(Passage provided):
Appia Announces Non-Brokered Private Placement Financing And First Closing
NOT FOR DISTRIBUTION TO UNITED STATES NEWSWIRE SERVICES OR FOR DISSEMINATION IN THE UNITED STATES
Toronto, Ontario – November 21, 2022 – Appia Rare Earths & Uranium Corp. (the “Company” or “Appia”) (CSE:API) (OTCQB:APAAF) (Germany: “A0I:F”, “A0I.MU”, “A0I:BE”) is pleased to announce the offering of a non-brokered private placement of up to 10,000,000 flow-through shares (the “FT Shares”) at $0.50 per FT Share or up to 10,000,000 working capital units (the “WC Units”) at $0.43 per WC Unit or a combination thereof to a maximum of up to 10,000,000 common shares and up to 10,000,000 WC Warrants (as defined below) (the “Offering”). The Company will be closing in the first tranche of the Offering with the issuance of 5,000,000 FT Shares for gross proceeds of $2.5 million. The Offering will remain open until the earlier of the sale of the remaining securities and December 22, 2022.
Each WC Unit is priced at $0.43 and consists of one (1) common share of the Company (“Common Share”) and one Common Share purchase warrant (a “Warrant”). Each Warrant entitles the holder to acquire one (1) Common Share (each, a “Warrant Share”) at an exercise price equal to $0.65 per Warrant Share for a period of 12 months following the closing of the Offering. The WC Units and FT Shares to be issued under the Offering will have a hold period of four months and one day from Closing.
The net proceeds from the sale of WC Units will be used for working capital requirements and other general corporate purposes. The gross proceeds from the sale of FT Shares will be used for exploration expenses on the Company’s mining projects as permitted under the Income Tax Act (Canada) to qualify as Canadian Exploration Expenses.

(Data):

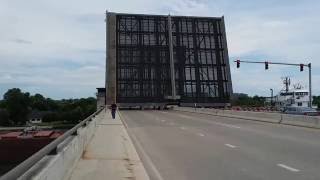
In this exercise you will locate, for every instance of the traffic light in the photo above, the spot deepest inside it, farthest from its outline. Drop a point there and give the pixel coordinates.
(238, 63)
(266, 65)
(301, 67)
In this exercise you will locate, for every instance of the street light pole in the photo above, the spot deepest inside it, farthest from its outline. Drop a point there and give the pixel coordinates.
(271, 95)
(310, 88)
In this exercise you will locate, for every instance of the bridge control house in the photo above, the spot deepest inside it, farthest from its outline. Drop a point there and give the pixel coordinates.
(155, 60)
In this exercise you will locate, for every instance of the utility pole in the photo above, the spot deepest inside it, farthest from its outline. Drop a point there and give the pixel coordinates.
(266, 63)
(310, 86)
(271, 95)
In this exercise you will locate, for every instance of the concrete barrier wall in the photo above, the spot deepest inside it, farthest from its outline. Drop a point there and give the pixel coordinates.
(60, 165)
(297, 120)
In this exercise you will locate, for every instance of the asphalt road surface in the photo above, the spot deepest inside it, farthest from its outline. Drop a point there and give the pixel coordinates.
(188, 146)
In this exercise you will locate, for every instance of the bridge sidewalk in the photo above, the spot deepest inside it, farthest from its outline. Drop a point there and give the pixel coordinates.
(110, 154)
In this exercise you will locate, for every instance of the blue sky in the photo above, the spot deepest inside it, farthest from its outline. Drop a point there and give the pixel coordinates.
(57, 48)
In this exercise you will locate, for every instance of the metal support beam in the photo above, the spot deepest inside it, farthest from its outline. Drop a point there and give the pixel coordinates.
(172, 73)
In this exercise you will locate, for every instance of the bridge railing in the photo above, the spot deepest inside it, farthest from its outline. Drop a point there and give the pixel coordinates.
(51, 148)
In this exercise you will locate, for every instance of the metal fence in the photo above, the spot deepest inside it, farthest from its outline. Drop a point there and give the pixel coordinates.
(51, 148)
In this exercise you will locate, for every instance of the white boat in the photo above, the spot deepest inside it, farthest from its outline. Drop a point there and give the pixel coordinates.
(292, 97)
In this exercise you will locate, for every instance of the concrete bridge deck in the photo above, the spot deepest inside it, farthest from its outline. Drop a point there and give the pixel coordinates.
(110, 154)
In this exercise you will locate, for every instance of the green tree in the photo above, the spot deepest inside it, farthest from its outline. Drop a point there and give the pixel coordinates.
(4, 118)
(17, 105)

(Questions to answer):
• A. Please transcribe the Appia financing announcement from "The net proceeds" up to and including "Canadian Exploration Expenses.".
• B. Rewrite the paragraph of the Appia financing announcement that begins "Each WC Unit is priced at $0.43" as a short bulleted list that keeps its main facts.

(Outputs by task):
• A.
The net proceeds from the sale of WC Units will be used for working capital requirements and other general corporate purposes. The gross proceeds from the sale of FT Shares will be used for exploration expenses on the Company’s mining projects as permitted under the Income Tax Act (Canada) to qualify as Canadian Exploration Expenses.

• B.
- Each WC Unit costs $0.43 and consists of one Common Share and one Warrant.
- Each Warrant lets the holder buy one Common Share at $0.65 for 12 months after the Offering closes.
- The WC Units and FT Shares issued under the Offering have a hold period of four months and one day from Closing.